━━━━━ Supplied passage
- Papacy began: 18 September 1619 7 Thout 1336
- Papacy ended: 7 September 1629 2 Pi Kogi Enavot 1346
- Predecessor: Mark V
- Successor: Matthew III

Personal details
- Born: Mallawi, Egypt
- Died: 7 September 1629 2 Pi Kogi Enavot 1346 Egypt
- Buried: St. Anba Bishih Monastery, El-Bayadia, Egypt
- Denomination: Coptic Orthodox Christian
- Residence: Church of the Virgin Mary (Haret Zuweila)

= Pope John XV of Alexandria =

Head of the Coptic Church from 1619 to 1629

Pope John XV of Alexandria (Abba Yoannis El-Mallawany; died 7 September 1629) was the 99th Pope of Alexandria & Patriarch of the See of St. Mark. Originally from Mallawi in Egypt, he was a monk in the Monastery of Saint Anthony before being consecrated Patriarch on the 7th day of Thout, 1336 A.M. (September 18, 1619 A.D.). Known for his great modesty and piety, John XV was devoted to ministry, prayer, and worship. He exemplified zeal in guiding the Coptic church and in showing compassion to his priests, the poor, and strangers.
━━━━━━━━━━
Requirement =
Continue the biography of Pope John XV of Alexandria from its last sentence, in the same encyclopedic style.
━━━━━ Excerpted records
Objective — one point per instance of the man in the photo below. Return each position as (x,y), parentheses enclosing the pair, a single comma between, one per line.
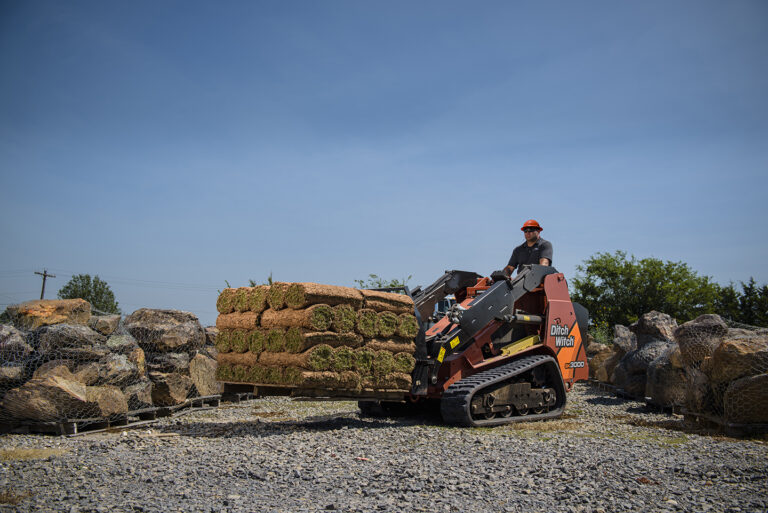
(534,250)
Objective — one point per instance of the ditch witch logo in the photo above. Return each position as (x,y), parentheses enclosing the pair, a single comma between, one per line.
(561,334)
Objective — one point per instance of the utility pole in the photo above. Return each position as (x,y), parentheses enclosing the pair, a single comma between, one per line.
(45,275)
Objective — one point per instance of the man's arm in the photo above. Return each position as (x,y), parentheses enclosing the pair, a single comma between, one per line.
(545,256)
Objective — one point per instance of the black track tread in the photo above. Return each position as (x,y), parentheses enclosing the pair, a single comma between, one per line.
(454,405)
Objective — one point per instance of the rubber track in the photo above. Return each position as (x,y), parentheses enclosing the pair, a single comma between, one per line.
(454,405)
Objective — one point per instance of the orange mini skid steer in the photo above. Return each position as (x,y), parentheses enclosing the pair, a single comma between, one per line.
(507,351)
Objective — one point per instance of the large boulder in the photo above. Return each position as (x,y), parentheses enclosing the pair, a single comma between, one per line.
(698,393)
(202,370)
(104,401)
(653,326)
(104,324)
(45,312)
(699,338)
(637,361)
(169,362)
(738,357)
(665,384)
(165,330)
(597,361)
(746,400)
(623,339)
(170,389)
(49,399)
(59,368)
(49,339)
(632,384)
(123,343)
(13,344)
(211,332)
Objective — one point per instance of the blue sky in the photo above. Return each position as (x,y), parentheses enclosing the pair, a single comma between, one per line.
(170,146)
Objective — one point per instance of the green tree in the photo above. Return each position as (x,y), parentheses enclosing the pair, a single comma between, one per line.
(376,282)
(617,290)
(95,291)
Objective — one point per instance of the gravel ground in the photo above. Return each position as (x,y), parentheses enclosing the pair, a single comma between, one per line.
(274,454)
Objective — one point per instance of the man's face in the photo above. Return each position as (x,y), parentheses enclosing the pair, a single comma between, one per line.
(531,234)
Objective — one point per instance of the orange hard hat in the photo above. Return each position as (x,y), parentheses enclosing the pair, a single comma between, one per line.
(532,223)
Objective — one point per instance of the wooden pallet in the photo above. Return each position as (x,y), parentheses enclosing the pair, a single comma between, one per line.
(128,420)
(736,430)
(234,389)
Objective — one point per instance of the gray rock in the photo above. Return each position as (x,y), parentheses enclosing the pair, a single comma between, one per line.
(170,389)
(123,343)
(139,394)
(13,345)
(169,362)
(654,326)
(104,324)
(53,338)
(623,339)
(666,384)
(165,330)
(637,361)
(202,370)
(699,338)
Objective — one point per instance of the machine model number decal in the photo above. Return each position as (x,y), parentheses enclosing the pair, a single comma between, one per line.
(562,339)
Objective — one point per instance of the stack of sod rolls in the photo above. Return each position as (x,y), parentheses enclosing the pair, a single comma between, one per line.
(316,336)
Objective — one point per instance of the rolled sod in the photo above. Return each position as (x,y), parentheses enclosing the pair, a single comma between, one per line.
(224,372)
(363,361)
(275,340)
(238,341)
(383,363)
(404,363)
(366,322)
(257,298)
(386,324)
(292,375)
(226,301)
(343,359)
(306,360)
(387,301)
(222,342)
(347,380)
(276,295)
(393,346)
(344,317)
(241,299)
(298,340)
(240,373)
(316,318)
(301,295)
(256,341)
(320,358)
(247,359)
(238,320)
(407,326)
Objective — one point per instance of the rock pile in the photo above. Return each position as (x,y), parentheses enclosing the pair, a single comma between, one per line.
(702,365)
(316,337)
(57,362)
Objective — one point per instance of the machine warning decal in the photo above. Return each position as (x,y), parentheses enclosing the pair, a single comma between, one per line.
(562,335)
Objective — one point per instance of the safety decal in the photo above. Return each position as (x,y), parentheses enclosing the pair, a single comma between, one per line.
(562,335)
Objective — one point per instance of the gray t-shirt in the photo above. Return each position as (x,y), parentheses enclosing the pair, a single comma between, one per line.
(525,254)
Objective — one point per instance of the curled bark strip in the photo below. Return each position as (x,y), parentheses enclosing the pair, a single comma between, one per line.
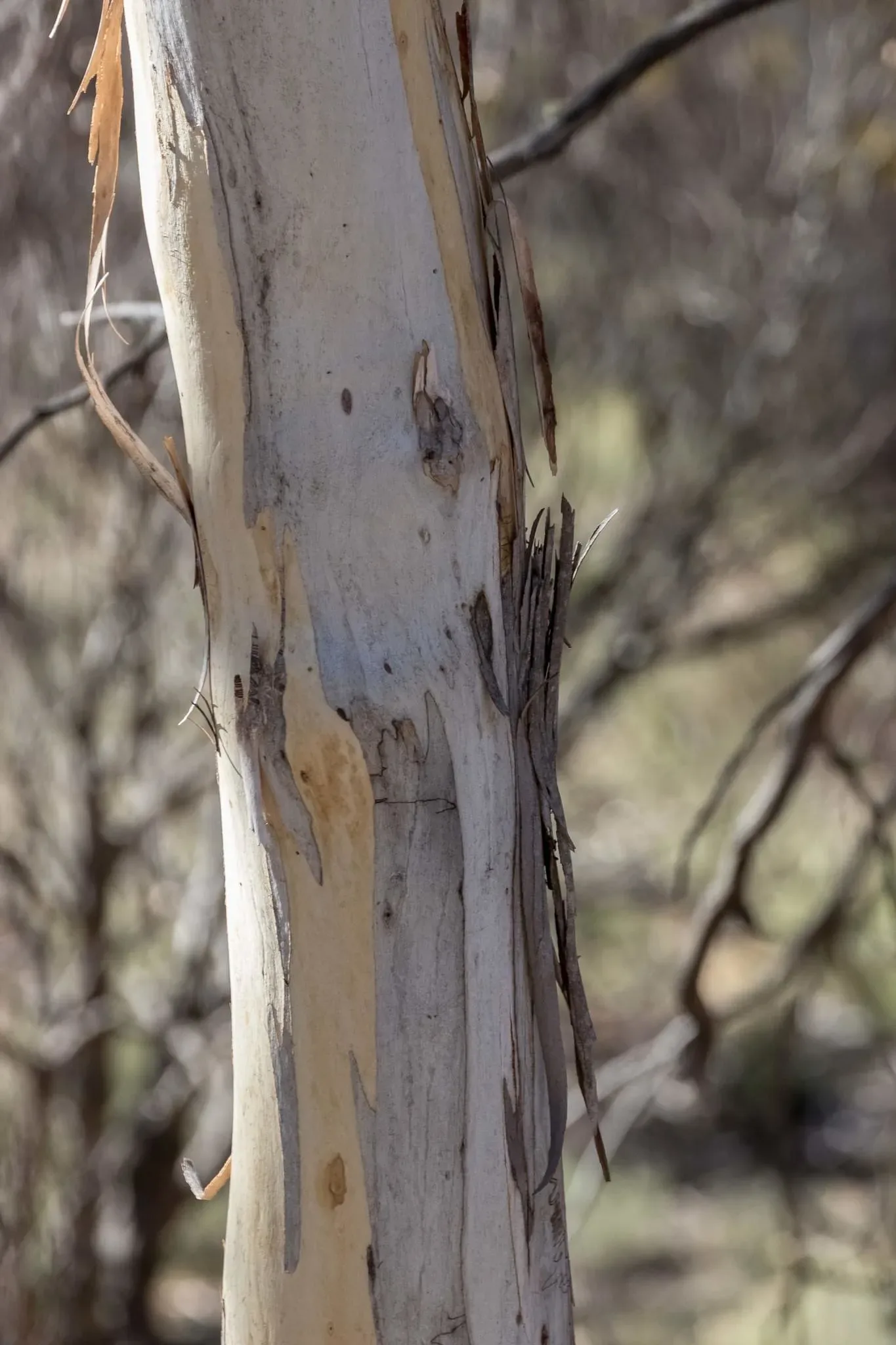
(536,598)
(211,1189)
(535,328)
━━━━━━━━━━
Output of the exercise =
In 1623 A.D., John visited and ministered in Upper Egypt, which was suffering under a devastating plague. In 1629 A.D., another severe epidemic spread through the land, prompting the Pope to make a second trip to Upper Egypt in the second year of the epidemic. During his return journey to Cairo he stayed in the city of Abnub. While staying in a house John reportedly rebuked the owner for keeping concubines. He then became ill, possibly from being poisoned by his host. John died shortly afterward and was buried in the monastery of the Saint Anba Bishih in El-Bayadia, Egypt; he was patriarch for nine years, eleven months and twenty-two days.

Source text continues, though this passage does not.